■ **WHAT YOU SHOULD DO**
In the excerpt on Quebec and the Canadian state, could you write out the stretch from "Hequet’s article makes" through "social-democratic in inclination." again, substituting "club" for "commune"?

■ **EXCERPT PROVIDED**

Hequet’s article makes no analysis of the Canadian state as a state serving the big Canadian bourgeoisie and the multinational corporations, and omits any consideration of the social forces that will have to mobilize to end that domination.
She argues that the struggle for national liberation now refers only to old memories, at best to a desire to take comfort in what is closest to us, like a commune of cat-lovers. But there is no need to separate to achieve that, she says. She questions the specificity of Quebec identity, associating it with poutine and cretons [greaves or cracklings] or with being vaguely social-democratic in inclination.
She suggests that the sovereignty project rests on conservative foundations and ultimately leads us to conclude that any true spécificité québécoise can only be retrograde, so we should stay in Canada. “That is why wanting to liberate the ‘Quebec people’ is now meaningless.... We don’t know exactly who we want to liberate, or from what.”
Nature of the Canadian state
If we want to take an unblinkered view of this question, we must first define the nature of the Canadian state. This will help us understand the type of oppression that affects the peoples and nations within this state, and accordingly how to organize the response to it. And since the question of independence is central in this debate, we must also define the particular ways in which the Quebec nation differs from the rest of Canada.
The Canadian state exercises the most fundamental functions of any “sovereign” bourgeois state: control over the military, control over monetary policy, a monopoly on representation of Canadian capitalism vis-à-vis other states, control of criminal law, and control over a series of legal and regulatory functions in relation to the economy. It is absolutely clear that the central state is the ultimate instrument of defense of the relations of production against any possible threat to that domination. This domination was built by overcoming the resistance of the indigenous nations and the Métis and through the subordination of the Quebec nation.
National oppression in Quebec
The source of Quebec’s national oppression is Canada’s configuration as a state structurally and politically organized to maintain the domination of the big bourgeoisie and the banking and financial establishment. This has had two important consequences. What could be referred to as a Quebec capitalist class has two components.
First, a small number of individuals completely integrated with the Canadian (and increasingly foreign) transnational corporations. They are simply Francophone members of the Canadian bourgeoisie, such as the Desmarais, the Bombardiers, etc.
As Pierre Beaudet has written:
[translation] “Québec Inc. is in part a branch of Canada Inc. or North America Inc., that is, a bourgeoisie that acts essentially as a subaltern component or relay of Canadian (and/or US) capital.... But Québec Inc. is also a ‘regional’ bourgeoisie with its base in Quebec although aiming to ‘North Americanize’ itself. Québec Inc. is also the upper layer of the State and its numerous apparatuses, including the major enterprises created in Quebec’s Quiet Revolution such as Hydro-Québec, the liquor board (SAQ) and especially the Caisse de dépôt et de placements or the top management of the Desjardins Movement.
“This latter ‘bourgeoisie’ does not own the means of production, as in the private sector. But it plays an important role in the state mechanisms that serve the overall ‘collective’ interests of capitalism, and it shares their values, of course. Nevertheless, this elite is also ambivalent. Parizeau’s project would have given it a central role, but that went nowhere. Thanks to its class position, it does not want a Quebec that would stand out from North American capitalism as a whole, so it does not seek, for example, reforms that would challenge the pillars of the present financialized capitalism.”
The other group is composed of Quebec small and medium sized enterprises representing mainly light industry involved in the production of consumer goods.

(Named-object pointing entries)
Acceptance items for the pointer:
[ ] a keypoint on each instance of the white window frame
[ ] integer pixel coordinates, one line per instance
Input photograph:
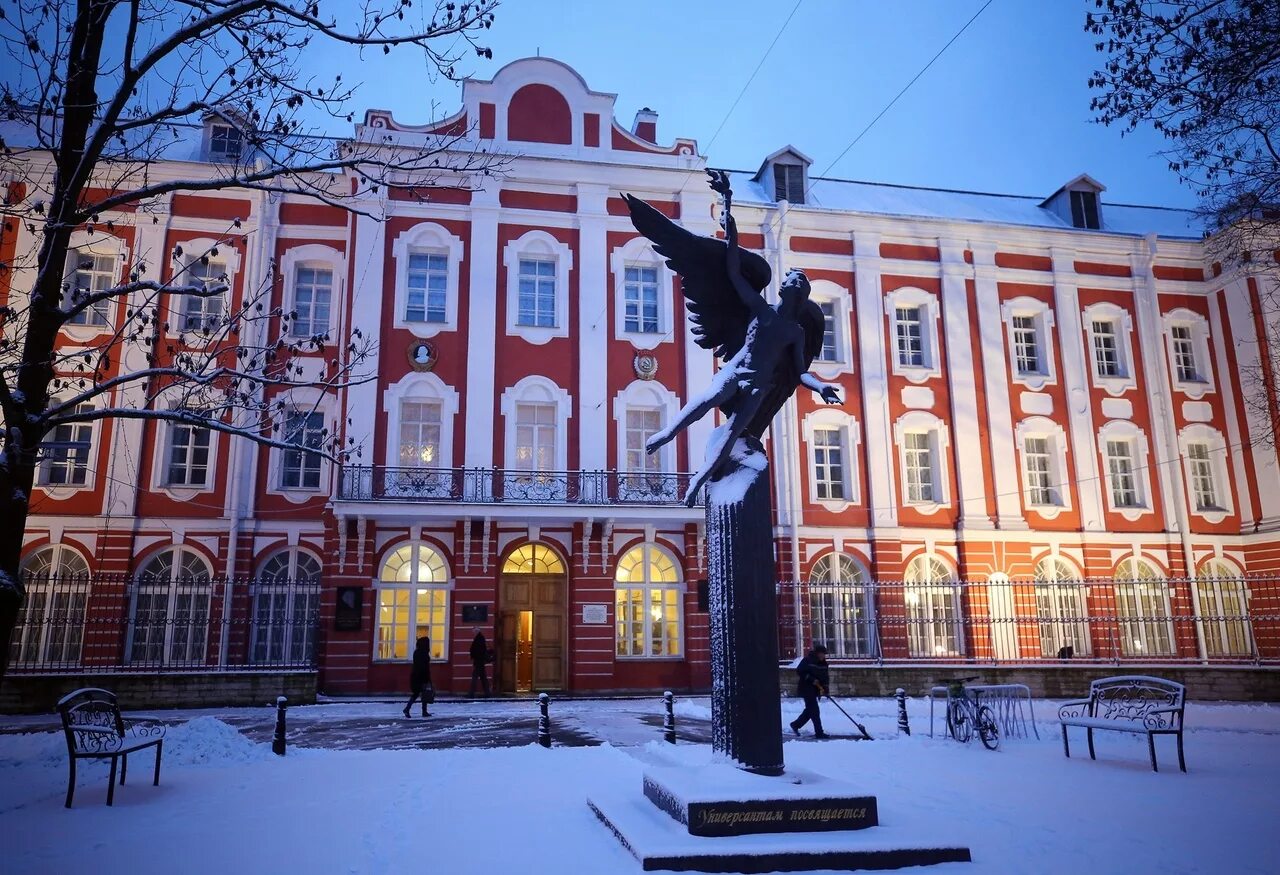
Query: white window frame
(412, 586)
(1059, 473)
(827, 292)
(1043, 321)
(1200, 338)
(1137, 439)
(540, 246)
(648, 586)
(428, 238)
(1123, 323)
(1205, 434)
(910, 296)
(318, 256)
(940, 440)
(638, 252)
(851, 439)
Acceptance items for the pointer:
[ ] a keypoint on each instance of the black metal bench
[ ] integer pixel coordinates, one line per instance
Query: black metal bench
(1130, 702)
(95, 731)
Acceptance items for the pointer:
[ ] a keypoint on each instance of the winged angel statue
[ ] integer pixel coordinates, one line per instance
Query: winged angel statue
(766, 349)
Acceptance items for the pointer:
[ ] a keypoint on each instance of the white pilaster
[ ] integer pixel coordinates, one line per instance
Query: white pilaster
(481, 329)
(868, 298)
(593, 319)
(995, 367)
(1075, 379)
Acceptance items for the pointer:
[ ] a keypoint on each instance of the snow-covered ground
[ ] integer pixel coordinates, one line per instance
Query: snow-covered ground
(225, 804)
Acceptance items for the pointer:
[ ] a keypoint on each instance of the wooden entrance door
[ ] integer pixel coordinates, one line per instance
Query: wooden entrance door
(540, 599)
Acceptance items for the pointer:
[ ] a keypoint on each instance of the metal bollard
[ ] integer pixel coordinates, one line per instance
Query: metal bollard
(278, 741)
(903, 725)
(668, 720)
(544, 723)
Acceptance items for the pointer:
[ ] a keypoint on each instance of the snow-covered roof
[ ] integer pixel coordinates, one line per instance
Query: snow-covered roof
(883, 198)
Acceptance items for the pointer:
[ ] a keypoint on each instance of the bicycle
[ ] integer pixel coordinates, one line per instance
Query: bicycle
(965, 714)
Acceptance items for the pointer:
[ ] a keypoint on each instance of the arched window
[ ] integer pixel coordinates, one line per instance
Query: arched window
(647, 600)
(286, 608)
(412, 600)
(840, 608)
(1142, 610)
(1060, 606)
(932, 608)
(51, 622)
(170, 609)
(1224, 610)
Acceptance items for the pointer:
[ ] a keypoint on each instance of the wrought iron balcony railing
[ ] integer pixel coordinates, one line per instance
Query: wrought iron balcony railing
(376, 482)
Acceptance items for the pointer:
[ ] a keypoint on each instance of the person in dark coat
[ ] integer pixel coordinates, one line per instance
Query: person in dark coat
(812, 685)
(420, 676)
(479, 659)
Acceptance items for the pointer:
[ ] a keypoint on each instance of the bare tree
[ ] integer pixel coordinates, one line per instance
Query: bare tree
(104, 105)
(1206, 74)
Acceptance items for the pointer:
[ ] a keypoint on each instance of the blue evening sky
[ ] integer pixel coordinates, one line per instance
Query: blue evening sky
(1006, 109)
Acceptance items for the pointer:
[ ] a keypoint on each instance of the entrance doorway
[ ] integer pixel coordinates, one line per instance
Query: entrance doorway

■ **RESPONSE FOR THIS EXERCISE**
Hequet’s article makes no analysis of the Canadian state as a state serving the big Canadian bourgeoisie and the multinational corporations, and omits any consideration of the social forces that will have to mobilize to end that domination.
She argues that the struggle for national liberation now refers only to old memories, at best to a desire to take comfort in what is closest to us, like a club of cat-lovers. But there is no need to separate to achieve that, she says. She questions the specificity of Quebec identity, associating it with poutine and cretons [greaves or cracklings] or with being vaguely social-democratic in inclination.